Selected extract
Wednesday, March 10, 2010


Ahhhh Wednesday. What a wonderful day. This Wednesday has been so great to me. The sun was shining, I was allowed to paint at work, and the stock market was kind to me*. Yet when it comes to me, it would seem, every fortune comes with a price. A very gross, unsanitary price.

Beautiful Brooklyn, my new home, my sexy sanctuary, blessed me with a new found wisdom that I intend to share with all of you. Brooklyn reminded me of the power of humility...and my oh my...I can't even begin to display the appropriate gratitude for this kind gesture.

Today, my dear readers, Brooklyn became a borough incarnate, taking the form of two very loud, angry, scrunchy-clad women. These women reminded me how lucky I am to have come this far. I moved 4,000 miles away from the peaceful drifts of snow and boredom, to be welcomed by these women with their wonderful words of kindness...

...and by "welcomed" I mean "expectorated on"...and by "with their wonderful words of kindness," I mean "with their revolting saliva".

Yes my darlings. I was spat upon during a stroll through my awesome neighborhood...on my favorite jeans, too. My friends and co-workers already have to deal with my awful coffee breath. Now I have to worry about my pants being haunted by smelly halitosis...or the serious gum disease GINGIVITIS.

Task to complete
Copy word for word the part of the Brooklyn blog post that opens with the words "Yes my darlings." and closes with "gum disease GINGIVITIS.".

Given entries
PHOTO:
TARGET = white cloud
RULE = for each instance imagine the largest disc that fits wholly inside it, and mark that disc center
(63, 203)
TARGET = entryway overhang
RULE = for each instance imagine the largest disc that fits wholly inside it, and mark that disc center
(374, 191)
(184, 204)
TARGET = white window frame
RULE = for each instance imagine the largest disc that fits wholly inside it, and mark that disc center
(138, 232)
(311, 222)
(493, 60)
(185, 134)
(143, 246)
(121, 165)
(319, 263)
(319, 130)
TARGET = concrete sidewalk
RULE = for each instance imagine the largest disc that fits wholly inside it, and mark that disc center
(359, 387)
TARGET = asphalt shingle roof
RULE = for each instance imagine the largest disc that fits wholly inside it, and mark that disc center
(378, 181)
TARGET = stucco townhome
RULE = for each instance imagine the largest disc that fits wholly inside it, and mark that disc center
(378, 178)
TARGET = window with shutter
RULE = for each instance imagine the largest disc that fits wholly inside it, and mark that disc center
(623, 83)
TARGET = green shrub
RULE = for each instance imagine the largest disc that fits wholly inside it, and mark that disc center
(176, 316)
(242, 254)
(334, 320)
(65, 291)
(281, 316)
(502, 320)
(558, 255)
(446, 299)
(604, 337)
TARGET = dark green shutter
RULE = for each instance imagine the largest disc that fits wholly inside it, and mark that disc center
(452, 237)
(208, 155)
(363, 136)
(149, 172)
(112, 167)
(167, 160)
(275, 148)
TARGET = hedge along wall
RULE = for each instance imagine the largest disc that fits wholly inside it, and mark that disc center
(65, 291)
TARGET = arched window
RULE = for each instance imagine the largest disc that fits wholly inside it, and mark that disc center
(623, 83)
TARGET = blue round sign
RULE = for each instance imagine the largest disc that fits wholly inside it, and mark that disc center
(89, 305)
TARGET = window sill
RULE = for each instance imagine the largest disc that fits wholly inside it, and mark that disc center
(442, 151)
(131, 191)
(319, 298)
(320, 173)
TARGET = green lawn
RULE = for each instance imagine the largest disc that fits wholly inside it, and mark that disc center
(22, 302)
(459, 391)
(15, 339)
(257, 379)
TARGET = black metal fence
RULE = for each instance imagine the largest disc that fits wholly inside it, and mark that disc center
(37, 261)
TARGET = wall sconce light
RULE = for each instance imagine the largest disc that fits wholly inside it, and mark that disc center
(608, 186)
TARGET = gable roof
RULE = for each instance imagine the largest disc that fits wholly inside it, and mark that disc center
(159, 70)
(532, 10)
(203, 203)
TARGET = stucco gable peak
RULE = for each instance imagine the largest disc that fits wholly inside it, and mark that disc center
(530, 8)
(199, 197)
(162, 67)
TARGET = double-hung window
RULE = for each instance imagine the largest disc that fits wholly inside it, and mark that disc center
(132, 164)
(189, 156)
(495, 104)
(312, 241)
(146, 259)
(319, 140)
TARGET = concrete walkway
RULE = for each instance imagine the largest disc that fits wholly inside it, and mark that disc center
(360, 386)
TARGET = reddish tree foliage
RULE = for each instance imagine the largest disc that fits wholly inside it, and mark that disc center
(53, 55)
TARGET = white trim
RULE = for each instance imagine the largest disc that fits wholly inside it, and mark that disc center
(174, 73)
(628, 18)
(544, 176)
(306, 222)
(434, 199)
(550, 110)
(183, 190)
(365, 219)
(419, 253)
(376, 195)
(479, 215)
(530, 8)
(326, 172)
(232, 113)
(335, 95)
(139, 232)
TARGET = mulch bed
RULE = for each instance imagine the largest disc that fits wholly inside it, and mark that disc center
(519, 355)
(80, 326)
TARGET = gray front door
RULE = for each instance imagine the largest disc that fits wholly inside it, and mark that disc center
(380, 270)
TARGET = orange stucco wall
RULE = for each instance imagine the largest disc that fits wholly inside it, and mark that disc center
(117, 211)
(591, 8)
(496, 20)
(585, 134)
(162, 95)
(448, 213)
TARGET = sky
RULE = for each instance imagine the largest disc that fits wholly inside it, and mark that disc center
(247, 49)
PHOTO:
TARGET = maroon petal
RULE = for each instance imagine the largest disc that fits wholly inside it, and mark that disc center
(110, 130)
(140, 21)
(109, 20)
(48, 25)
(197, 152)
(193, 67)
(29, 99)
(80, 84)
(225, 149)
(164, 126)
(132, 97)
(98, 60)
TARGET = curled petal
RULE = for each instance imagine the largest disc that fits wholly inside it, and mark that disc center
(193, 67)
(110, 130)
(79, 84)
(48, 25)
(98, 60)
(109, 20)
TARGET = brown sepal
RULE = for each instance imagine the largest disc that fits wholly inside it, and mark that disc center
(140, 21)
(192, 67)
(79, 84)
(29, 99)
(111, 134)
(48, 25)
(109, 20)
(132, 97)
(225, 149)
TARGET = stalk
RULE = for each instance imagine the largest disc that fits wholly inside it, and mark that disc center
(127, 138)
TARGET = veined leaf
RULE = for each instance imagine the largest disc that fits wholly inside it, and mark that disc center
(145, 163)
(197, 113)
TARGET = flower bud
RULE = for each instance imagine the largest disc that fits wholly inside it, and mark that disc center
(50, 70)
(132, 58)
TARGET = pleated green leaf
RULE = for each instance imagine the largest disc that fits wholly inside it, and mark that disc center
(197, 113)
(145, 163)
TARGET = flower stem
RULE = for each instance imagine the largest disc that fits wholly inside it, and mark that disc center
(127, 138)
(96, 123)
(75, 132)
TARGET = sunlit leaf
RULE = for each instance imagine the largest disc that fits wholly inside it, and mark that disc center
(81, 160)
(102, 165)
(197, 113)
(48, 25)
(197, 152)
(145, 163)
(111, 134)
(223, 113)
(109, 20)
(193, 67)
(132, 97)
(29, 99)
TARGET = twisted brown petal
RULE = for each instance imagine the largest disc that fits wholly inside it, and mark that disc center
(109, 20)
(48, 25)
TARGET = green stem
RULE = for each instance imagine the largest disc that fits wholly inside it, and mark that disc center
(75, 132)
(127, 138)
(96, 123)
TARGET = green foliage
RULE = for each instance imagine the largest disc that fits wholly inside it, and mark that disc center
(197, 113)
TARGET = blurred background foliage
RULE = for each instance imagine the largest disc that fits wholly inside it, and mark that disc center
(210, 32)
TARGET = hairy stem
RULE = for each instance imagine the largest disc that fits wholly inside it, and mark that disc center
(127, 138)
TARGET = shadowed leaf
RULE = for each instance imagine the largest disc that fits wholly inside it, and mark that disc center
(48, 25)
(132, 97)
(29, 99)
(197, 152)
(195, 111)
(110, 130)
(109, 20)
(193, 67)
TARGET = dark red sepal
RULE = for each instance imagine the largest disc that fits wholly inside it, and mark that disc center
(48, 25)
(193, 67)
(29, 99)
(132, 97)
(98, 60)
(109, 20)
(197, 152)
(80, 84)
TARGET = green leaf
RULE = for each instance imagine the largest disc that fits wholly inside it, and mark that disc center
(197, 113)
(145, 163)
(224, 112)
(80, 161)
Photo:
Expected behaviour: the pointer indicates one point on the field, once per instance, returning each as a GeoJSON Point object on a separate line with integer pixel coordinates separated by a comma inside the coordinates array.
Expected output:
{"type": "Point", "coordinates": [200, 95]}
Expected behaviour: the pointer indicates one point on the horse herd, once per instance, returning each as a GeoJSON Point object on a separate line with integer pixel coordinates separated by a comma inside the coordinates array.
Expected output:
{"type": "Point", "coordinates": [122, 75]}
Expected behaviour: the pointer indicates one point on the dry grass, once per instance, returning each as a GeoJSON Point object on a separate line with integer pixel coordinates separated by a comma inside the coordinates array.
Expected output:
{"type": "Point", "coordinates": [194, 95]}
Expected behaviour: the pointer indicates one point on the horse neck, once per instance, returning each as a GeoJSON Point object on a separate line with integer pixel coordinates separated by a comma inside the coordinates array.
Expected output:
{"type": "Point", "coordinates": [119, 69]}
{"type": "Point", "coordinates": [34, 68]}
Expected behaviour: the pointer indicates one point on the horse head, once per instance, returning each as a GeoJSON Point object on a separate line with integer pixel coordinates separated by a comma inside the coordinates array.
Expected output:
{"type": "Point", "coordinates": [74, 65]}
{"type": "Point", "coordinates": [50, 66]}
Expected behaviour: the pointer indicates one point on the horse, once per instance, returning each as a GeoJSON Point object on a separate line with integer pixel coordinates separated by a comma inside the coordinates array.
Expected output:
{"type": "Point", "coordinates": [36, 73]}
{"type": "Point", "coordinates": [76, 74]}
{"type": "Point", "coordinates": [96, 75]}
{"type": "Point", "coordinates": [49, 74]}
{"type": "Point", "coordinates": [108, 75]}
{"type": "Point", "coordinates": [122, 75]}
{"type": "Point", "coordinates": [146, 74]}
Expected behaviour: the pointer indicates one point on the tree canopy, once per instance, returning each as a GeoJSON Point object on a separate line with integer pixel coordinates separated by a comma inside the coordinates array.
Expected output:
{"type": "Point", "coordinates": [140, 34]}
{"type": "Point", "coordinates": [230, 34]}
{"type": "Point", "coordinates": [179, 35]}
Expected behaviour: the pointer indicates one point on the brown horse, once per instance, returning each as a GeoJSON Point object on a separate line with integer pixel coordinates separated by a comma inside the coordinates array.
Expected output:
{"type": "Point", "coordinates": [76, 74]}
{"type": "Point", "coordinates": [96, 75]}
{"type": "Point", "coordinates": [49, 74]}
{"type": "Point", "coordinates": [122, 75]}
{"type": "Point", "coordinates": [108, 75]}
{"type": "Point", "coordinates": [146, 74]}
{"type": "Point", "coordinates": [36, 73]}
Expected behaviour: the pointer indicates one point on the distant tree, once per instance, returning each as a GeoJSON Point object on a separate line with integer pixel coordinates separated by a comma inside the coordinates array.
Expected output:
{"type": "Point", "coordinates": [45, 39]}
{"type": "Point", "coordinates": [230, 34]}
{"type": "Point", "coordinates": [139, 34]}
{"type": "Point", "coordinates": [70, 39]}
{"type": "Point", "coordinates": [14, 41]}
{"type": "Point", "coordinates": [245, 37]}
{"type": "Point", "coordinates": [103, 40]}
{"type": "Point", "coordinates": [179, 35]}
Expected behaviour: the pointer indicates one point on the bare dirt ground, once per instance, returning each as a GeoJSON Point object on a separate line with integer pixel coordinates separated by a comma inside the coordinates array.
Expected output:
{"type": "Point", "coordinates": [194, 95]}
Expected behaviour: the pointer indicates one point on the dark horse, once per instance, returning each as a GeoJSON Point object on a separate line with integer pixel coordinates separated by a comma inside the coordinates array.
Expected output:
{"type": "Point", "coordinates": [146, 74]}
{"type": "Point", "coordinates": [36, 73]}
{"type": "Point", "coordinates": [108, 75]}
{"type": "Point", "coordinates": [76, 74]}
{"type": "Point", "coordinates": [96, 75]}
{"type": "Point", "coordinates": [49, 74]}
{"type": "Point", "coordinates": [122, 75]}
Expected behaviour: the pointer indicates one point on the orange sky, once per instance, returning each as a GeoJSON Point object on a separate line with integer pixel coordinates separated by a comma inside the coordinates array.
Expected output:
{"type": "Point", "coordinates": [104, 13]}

* * *

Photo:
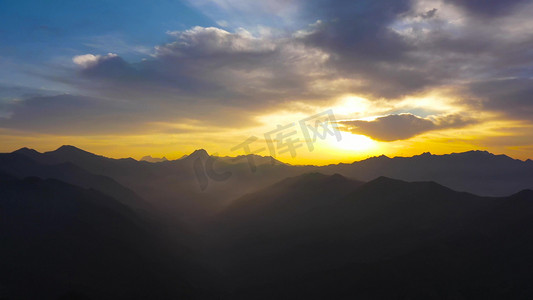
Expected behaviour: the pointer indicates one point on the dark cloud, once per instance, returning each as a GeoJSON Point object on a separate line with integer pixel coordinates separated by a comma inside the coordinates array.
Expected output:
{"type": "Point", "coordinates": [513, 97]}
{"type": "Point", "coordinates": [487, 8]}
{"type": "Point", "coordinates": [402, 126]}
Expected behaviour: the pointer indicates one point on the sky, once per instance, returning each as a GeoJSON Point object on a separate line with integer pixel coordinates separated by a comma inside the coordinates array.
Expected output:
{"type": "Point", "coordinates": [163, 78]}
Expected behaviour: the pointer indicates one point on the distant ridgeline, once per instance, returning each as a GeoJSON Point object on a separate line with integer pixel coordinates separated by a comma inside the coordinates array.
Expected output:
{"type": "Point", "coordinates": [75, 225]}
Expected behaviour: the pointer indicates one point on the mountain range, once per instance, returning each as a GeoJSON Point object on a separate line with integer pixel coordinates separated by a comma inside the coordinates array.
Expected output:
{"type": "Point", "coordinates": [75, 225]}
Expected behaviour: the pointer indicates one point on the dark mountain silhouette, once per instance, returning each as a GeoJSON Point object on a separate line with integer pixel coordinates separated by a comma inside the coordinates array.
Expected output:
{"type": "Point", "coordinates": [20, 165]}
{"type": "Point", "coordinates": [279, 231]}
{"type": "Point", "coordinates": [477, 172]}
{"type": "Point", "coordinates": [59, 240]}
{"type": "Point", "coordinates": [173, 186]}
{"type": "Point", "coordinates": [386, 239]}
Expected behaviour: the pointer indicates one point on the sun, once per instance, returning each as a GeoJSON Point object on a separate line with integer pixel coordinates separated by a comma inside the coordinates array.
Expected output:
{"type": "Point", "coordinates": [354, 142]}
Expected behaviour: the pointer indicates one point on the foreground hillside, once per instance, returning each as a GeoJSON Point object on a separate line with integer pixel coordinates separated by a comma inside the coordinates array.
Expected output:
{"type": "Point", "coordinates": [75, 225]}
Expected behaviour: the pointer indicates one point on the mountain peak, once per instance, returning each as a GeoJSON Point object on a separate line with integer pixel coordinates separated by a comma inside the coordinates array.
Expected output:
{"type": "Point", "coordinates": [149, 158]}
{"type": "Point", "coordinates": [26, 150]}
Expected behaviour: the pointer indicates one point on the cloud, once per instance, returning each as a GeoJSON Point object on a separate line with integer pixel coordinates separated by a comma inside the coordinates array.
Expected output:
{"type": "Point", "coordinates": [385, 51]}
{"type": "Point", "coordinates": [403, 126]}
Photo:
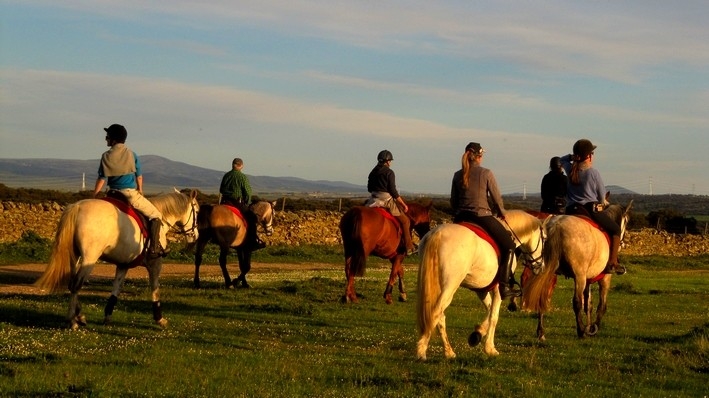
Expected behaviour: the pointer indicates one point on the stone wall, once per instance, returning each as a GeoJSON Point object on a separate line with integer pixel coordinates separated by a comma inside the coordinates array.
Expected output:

Exercise response
Yes my darlings. I was spat upon during a stroll through my awesome neighborhood...on my favorite jeans, too. My friends and co-workers already have to deal with my awful coffee breath. Now I have to worry about my pants being haunted by smelly halitosis...or the serious gum disease GINGIVITIS.